Entries taken from a collection

- - -

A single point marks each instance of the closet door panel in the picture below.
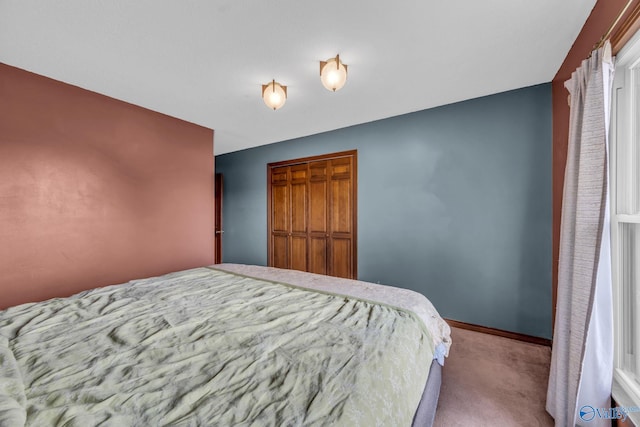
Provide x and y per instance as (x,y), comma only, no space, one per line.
(299,253)
(279,252)
(318,255)
(313,214)
(341,265)
(280,208)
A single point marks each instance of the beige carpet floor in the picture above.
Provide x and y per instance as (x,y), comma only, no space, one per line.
(493,381)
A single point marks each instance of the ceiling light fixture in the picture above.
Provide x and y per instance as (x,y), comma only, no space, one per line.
(333,73)
(274,94)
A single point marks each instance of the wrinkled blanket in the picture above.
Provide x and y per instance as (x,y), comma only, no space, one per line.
(207,347)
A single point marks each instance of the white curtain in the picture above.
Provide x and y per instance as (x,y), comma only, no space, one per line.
(582,354)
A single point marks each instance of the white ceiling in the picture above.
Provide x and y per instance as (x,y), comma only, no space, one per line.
(205,61)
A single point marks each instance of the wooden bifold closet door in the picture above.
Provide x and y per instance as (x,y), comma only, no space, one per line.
(312,214)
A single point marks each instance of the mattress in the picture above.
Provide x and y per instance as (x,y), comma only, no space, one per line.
(210,346)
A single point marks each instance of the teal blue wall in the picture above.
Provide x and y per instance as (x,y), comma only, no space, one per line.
(453,202)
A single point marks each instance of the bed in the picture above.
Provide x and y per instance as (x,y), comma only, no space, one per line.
(227,344)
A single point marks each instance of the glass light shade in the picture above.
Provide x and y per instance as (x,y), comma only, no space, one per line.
(333,73)
(274,95)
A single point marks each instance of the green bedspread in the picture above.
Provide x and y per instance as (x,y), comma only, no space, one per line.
(205,347)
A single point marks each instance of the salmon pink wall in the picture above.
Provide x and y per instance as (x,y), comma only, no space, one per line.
(95,191)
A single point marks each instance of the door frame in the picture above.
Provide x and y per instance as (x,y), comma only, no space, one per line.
(354,219)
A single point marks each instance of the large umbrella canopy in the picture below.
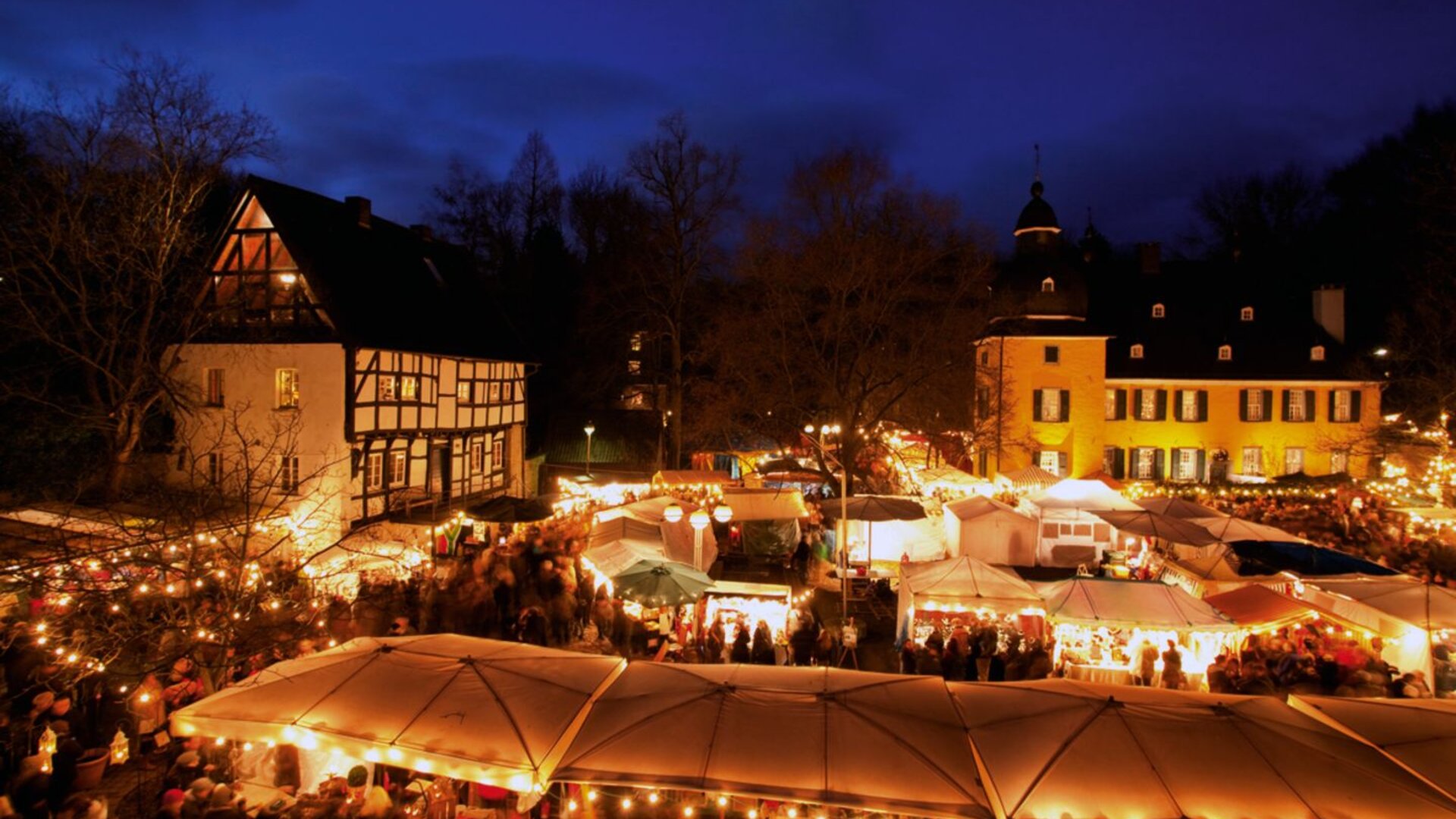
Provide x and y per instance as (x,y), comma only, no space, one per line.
(1100,601)
(1153,525)
(868,742)
(1234,529)
(875,509)
(1060,748)
(1177,507)
(661,583)
(471,708)
(1419,733)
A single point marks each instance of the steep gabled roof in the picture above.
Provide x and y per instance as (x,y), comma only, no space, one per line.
(384,284)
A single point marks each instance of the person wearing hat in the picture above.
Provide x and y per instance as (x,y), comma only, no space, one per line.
(171,805)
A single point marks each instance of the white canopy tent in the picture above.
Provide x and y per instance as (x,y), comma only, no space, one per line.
(990,531)
(1069,529)
(476,710)
(1060,748)
(1417,733)
(868,742)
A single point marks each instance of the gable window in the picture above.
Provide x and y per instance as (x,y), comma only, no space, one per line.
(375,471)
(1052,406)
(289,474)
(1293,460)
(287,381)
(213,387)
(1253,461)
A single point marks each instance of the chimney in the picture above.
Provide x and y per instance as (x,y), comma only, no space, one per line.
(1149,259)
(359,209)
(1329,309)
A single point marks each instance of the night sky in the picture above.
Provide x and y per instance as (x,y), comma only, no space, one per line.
(1136,105)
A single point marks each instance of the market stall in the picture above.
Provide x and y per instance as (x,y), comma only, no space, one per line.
(767,521)
(1060,748)
(932,595)
(1071,532)
(405,701)
(864,742)
(990,531)
(1103,626)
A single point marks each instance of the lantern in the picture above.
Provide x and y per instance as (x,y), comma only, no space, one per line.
(120,748)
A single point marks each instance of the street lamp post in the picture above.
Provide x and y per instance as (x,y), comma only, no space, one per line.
(588,428)
(842,526)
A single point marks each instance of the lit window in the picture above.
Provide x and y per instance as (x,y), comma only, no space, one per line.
(1293,460)
(287,379)
(289,474)
(1254,461)
(375,471)
(213,387)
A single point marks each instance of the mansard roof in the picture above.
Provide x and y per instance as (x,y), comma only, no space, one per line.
(383,284)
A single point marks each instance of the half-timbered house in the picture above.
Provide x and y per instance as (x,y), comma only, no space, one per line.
(372,346)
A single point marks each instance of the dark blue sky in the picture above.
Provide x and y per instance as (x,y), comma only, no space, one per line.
(1136,104)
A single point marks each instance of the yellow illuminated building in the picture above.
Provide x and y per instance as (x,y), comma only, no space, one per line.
(1158,376)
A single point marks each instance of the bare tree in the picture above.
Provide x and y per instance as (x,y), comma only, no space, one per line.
(689,193)
(858,309)
(104,240)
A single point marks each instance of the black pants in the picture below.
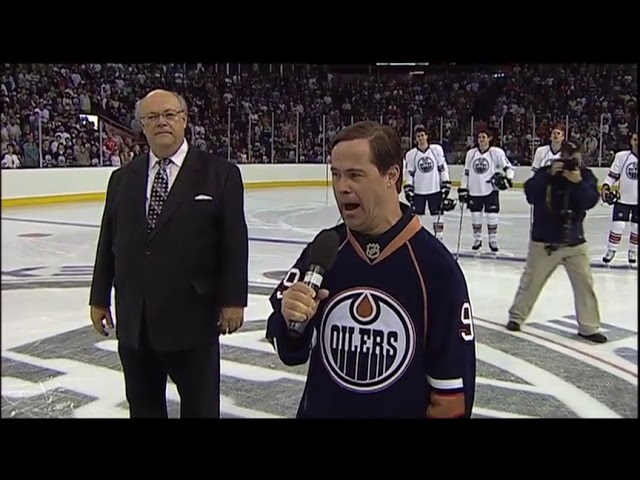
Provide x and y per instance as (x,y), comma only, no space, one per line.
(196,374)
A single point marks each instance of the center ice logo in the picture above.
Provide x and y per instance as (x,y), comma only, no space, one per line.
(367,340)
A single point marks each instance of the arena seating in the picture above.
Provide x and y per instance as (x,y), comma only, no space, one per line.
(268,113)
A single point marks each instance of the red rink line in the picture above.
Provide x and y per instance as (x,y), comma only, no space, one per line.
(568,347)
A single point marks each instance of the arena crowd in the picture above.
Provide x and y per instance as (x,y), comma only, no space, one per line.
(275,113)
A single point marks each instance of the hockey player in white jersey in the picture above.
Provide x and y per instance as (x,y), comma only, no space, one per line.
(427,181)
(624,172)
(546,154)
(486,171)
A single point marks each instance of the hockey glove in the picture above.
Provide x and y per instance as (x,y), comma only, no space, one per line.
(609,196)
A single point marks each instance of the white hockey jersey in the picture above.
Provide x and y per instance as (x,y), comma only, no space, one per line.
(479,168)
(624,170)
(426,170)
(544,156)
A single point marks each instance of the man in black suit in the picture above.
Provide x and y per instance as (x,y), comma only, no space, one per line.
(173,243)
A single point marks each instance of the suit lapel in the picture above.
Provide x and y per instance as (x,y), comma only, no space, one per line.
(182,188)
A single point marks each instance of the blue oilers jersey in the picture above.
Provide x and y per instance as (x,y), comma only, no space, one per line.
(395,337)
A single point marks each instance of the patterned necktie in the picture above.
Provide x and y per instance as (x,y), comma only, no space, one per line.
(159,192)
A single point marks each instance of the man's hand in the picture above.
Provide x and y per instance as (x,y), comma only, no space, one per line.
(101,319)
(231,319)
(574,176)
(556,167)
(300,302)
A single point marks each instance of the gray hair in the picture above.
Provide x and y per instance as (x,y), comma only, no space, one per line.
(181,100)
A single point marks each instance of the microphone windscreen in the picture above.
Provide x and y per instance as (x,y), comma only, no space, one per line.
(324,249)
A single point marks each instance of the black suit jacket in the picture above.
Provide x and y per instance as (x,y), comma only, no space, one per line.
(194,262)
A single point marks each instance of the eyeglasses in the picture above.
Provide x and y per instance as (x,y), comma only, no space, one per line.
(169,116)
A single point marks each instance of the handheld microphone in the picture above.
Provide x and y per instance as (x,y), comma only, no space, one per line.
(322,254)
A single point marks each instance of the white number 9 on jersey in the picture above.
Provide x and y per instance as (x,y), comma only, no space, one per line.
(467,331)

- - -

Work to be completed: Output each line above exactly. Skip the images.

Solution to this exercise:
A single point marks each instance of the closet door panel in the picture below.
Provide x and y per instance as (x,y), comma only, no space, one per line.
(299,253)
(279,252)
(318,255)
(313,214)
(341,265)
(280,208)
A single point marks each instance of the beige carpet floor in the picture above.
Provide x and y per instance as (x,y), comma only, no space, one per line.
(493,381)
A single point marks each instance of the ceiling light fixture in the picture above.
Provide x and y per instance as (x,y), comma only, no space, one per line.
(333,73)
(274,94)
A single point marks each instance of the wrinkled blanket in the picture above.
Provide x and y per instance as (x,y), comma only, no space, one per line.
(207,347)
A single point marks each instance of the white curtain in the picture above.
Provide x and y per instance as (x,y), comma only, no space, one per line.
(582,354)
A single point marks each instance of the white ceiling in the picture above.
Provide x and y per instance as (x,y), comma only, no space, one per line.
(205,61)
A single point marks each instance of the wooden bifold closet door in the picture above.
Provide x and y per instance as (x,y), comma only, no space, one per line.
(312,214)
A single point marks each instance of the mattress in the picture above.
Provide x and y per instance as (x,y), comma only, no space, one per line.
(210,346)
A single point marks each instance of the teal blue wall in the picture above.
Provide x and y per instance as (x,y), comma only, no space, one per line.
(453,202)
A single point marks each instance of the bed in the picture above.
Provide x and y per instance as (x,y), comma only, no space, one per line.
(227,344)
A single point marks each instance of the glass light shade in the picture above.
Provide x and y per instance as (x,y), comma only, no space, one per line.
(333,73)
(274,95)
A single point marks each instance of the green bedspread in the picture above.
Provide x and y per instance as (x,y), comma only, no space, one per line.
(205,347)
A single point marks each instance of the salmon pink wall in the picture above.
Provide x and y per instance as (x,y), comma only, no space, one per line.
(95,191)
A single point marks each instance of the door frame in the picture above.
Provide x and y per instance as (x,y), comma only, no space, one per line.
(354,219)
A single point marks each instance of the large umbrella canopy in the picture below.
Provide x and y per instance as (x,y), comma only, no space, one per line.
(1100,601)
(1153,525)
(868,742)
(1234,529)
(875,509)
(1060,748)
(1177,507)
(661,583)
(471,708)
(1419,733)
A single point marks each instance of the steep gabled roof in the picture above.
Provide x and y per instance as (x,y), comma only, no space, one per line.
(384,284)
A single point marks each instance of the person wearing hat in the picture above.
Provide x and y per instance as (x,y), comma only, no space, one per line.
(171,805)
A single point marks each instance of the white canopy tent in the picture above.
Provide x and y per instance as (x,y), comma only, no space, one per line.
(990,531)
(1069,529)
(476,710)
(1060,748)
(1417,733)
(868,742)
A single point marks each instance of the gable window in the picture above.
Provide x and y per instance as (x,y), comma only, no space, one per line.
(375,471)
(1052,406)
(289,474)
(1293,460)
(287,381)
(213,387)
(1253,461)
A single point marks each instance of the chimney in the picture above.
Provide x and y per instance as (x,y), comma only, no space, one per line.
(1149,259)
(359,209)
(1329,309)
A single point marks each instance of the night sky in the picture above.
Provide x and y per instance as (x,y), comma only, no space, one per line.
(1136,105)
A single point marks each instance of the market stall in the picture above.
Provide x and y per instance as (x,y), comma only, no space, one per line.
(767,521)
(1060,748)
(932,595)
(1071,532)
(405,701)
(864,742)
(990,531)
(1103,626)
A single point marks each instance of the lantern in the picture above.
Provide x and y per instance as (x,y), comma only, no space, one per line.
(120,748)
A single point marks each instance of the street lamp post in the picture above.
Provide x and y per instance as (x,y), comma only, no space, one per line.
(588,428)
(842,526)
A single point marks each instance of the lit window in the picture above.
Provide x and y per instance as (x,y), comma only, no space, one per line.
(1293,460)
(287,379)
(289,474)
(1254,461)
(375,471)
(213,387)
A single point marks each instance of the mansard roof in the picture above.
Provide x and y per instance as (x,y), comma only, no space, one per line.
(383,284)
A single point marks each instance of the half-timbered house in the picture above.
Provide x and y per instance as (x,y), comma only, no space, one per line.
(372,346)
A single point marks each instance of the dark blue sky in the picture above.
Provide x and y per instance as (x,y), comma only, no space, one per line.
(1136,104)
A single point marks each instance of the yellow illuminated building in the picture above.
Provide x and y per instance as (x,y), comma only, no space, one per line.
(1158,376)
A single point marks each instance of the bare tree in the picture above.
Provide x and y per instance as (x,y), comma only, no space, one per line.
(689,193)
(858,309)
(104,240)
A single point marks each instance of the black pants in the picture below.
Provide x and y per instance as (x,y), comma only, no space, one per line.
(196,374)
A single point marks each instance of the center ice logo in the picture above.
Provide x and y per instance as (x,y), comma only, no space, one per line.
(367,340)
A single point marks each instance of the arena seating in the picture above.
Provide x and y per instance as (x,y), comma only, no space, one per line.
(268,113)
A single point marks each instance of the red rink line in the picture above.
Provide x and y per instance as (x,y), comma only, no space, one per line.
(568,347)
A single point marks each instance of the arena crowd in the picture above.
Provide x and y per instance as (x,y), comma only, no space, one per line.
(275,113)
A single point marks each instance of the hockey player in white jersey in the picture above.
Provide x and y per instance as (x,y), comma only, no space, one per line.
(427,181)
(624,172)
(546,154)
(486,171)
A single point marks each instance of the hockey glove in the picture above.
Provide x and y per instance as (x,y), comma only, no space, one per line.
(609,196)
A single point marks each instance of the white hockey jersey in the picture above.
Provide x and y per instance as (x,y), comma only, no space, one per line.
(479,168)
(624,170)
(426,170)
(544,156)
A single point marks each instance of the man in black suit in the picture above.
Provide x and y per instance as (x,y), comma only, no space, one per line.
(173,243)
A single point marks each instance of the suit lapel in the picture above.
Provide x and y per instance as (x,y), comma only, no space, one per line.
(182,188)
A single point marks each instance of the blue oilers jersey in the picture above.
Provide x and y per instance as (x,y), comma only, no space, one per line.
(395,337)
A single point marks each instance of the patterned necktie in the picture above.
Provide x and y per instance as (x,y), comma only, no space, one per line.
(159,192)
A single point marks each instance of the man's hand in the picture above.
Provide x and y per instance as (x,y), comma only, no space, one per line.
(101,319)
(231,319)
(574,176)
(556,167)
(300,302)
A single point marks each instance of the gray hair in the picture above.
Provide x and y per instance as (x,y), comma only, no space, one per line.
(181,100)
A single point marks each instance of the microphone windscreen in the picture above.
Provide x and y per instance as (x,y), comma only, no space, one per line.
(324,249)
A single point marks each instance of the black suit jacket in the picture above.
Provide x and y per instance as (x,y), comma only, no space, one per line.
(194,262)
A single point marks each instance of the eyeglasses in the picture above.
Provide x and y per instance as (x,y), comma only, no space, one per line.
(169,116)
A single point marks each instance of the handheld microphone in the picture above.
Provide x and y per instance as (x,y), comma only, no space, one per line.
(322,254)
A single point marks each instance of the white number 9 on jersey in the picture above.
Provide x and y per instance as (x,y), comma only, no space, one per line.
(467,331)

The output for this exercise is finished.